→ **Exercise task a**: In the performance management text, condense the paragraph that begins "Appraisals can be traced back" into a short bulleted list that keeps its main facts.
** start Document **
The tension between the traditional and newer approaches stems from a long-running dispute about managing people: Do you “get what you get” when you hire your employees? Should you focus mainly on motivating the strong ones with money and getting rid of the weak ones? Or are employees malleable? Can you change the way they perform through effective coaching and management and intrinsic rewards such as personal growth and a sense of progress on the job?

With traditional appraisals, the pendulum had swung too far toward the former, more transactional view of performance, which became hard to support in an era of low inflation and tiny merit-pay budgets. Those who still hold that view are railing against the recent emphasis on improvement and growth over accountability. But the new perspective is unlikely to be a flash in the pan because, as we will discuss, it is being driven by business needs, not imposed by HR.

First, though, let’s consider how we got to this point—and how companies are faring with new approaches.

How We Got Here

Historical and economic context has played a large role in the evolution of performance management over the decades. When human capital was plentiful, the focus was on which people to let go, which to keep, and which to reward—and for those purposes, traditional appraisals (with their emphasis on individual accountability) worked pretty well. But when talent was in shorter supply, as it is now, developing people became a greater concern—and organizations had to find new ways of meeting that need.

From accountability to development.

Appraisals can be traced back to the U.S. military’s “merit rating” system, created during World War I to identify poor performers for discharge or transfer. After World War II, about 60% of U.S. companies were using them (by the 1960s, it was closer to 90%). Though seniority rules determined pay increases and promotions for unionized workers, strong merit scores meant good advancement prospects for managers. At least initially, improving performance was an afterthought.
** end Document **
** start Provided data **
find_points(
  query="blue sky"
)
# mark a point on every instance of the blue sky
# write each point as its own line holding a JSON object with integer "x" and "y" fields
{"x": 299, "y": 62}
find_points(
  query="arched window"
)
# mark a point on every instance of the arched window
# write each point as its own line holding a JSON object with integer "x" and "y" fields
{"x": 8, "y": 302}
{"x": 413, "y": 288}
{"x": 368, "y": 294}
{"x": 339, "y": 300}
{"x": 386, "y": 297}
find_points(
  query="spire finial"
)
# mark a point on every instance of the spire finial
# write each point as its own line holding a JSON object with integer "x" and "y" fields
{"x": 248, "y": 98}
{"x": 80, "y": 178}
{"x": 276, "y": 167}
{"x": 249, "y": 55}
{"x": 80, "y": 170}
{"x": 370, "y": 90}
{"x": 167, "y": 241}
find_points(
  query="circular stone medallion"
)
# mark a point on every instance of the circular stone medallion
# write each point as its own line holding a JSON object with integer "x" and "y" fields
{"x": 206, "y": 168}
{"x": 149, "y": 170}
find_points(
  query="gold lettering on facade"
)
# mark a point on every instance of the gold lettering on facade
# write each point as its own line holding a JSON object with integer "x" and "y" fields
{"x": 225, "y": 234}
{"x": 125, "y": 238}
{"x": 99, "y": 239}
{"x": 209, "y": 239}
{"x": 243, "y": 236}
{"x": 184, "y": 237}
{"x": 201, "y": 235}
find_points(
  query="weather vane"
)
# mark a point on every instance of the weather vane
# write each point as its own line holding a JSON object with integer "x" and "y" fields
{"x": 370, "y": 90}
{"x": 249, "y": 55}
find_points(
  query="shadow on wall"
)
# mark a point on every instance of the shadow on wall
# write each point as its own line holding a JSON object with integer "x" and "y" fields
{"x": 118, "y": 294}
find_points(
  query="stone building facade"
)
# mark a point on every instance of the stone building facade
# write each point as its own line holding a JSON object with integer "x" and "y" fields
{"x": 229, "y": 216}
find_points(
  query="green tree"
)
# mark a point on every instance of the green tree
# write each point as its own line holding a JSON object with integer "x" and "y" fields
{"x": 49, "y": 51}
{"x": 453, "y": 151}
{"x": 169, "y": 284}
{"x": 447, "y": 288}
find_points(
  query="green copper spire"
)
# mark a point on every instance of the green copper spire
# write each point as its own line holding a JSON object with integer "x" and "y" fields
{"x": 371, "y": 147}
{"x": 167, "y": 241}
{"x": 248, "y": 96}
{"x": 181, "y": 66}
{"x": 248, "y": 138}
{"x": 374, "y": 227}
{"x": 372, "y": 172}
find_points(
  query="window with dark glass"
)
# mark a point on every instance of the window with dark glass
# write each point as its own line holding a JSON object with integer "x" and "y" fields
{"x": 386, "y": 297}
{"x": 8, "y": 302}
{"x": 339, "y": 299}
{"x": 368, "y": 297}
** end Provided data **
→ **Exercise task b**: Identify every line in the listing that contains the string "shadow", and copy each of those lines. Matching is case-sensitive.

→ **Full response a**:
- Appraisals originated in the U.S. military's "merit rating" system. It was created during World War I to identify poor performers for discharge or transfer.
- After World War II, about 60% of U.S. companies used appraisals. By the 1960s, the figure was closer to 90%.
- Seniority rules determined pay increases and promotions for unionized workers, but strong merit scores gave managers good advancement prospects.
- At least initially, improving performance was an afterthought.

→ **Full response b**:
  query="shadow on wall"
# mark a point on every instance of the shadow on wall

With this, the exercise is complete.